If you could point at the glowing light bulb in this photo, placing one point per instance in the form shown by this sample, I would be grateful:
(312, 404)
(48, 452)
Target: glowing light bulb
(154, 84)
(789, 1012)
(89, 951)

...

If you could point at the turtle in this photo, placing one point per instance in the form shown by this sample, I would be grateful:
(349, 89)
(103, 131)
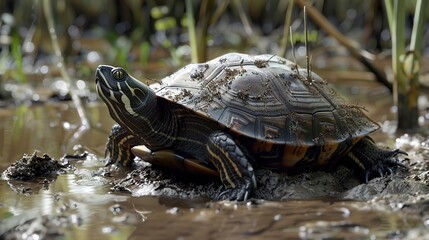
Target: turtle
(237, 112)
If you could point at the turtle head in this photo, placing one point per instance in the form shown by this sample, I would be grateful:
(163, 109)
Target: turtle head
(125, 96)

• **Short task**
Pick out each line of the material above that contains the word "grateful", and copy those lines in full.

• **Exercise answer**
If you could point at the glowing light bulb in this photo, placing one point per instance in the form shown by this sample, I would be grateful:
If you could point at the turtle in this photo, placing one point per instance in the form shown by this sample, I would be grateful:
If you could point at the turtle head in this photo, placing one point per instance in the form shown by this sample, I would be grateful:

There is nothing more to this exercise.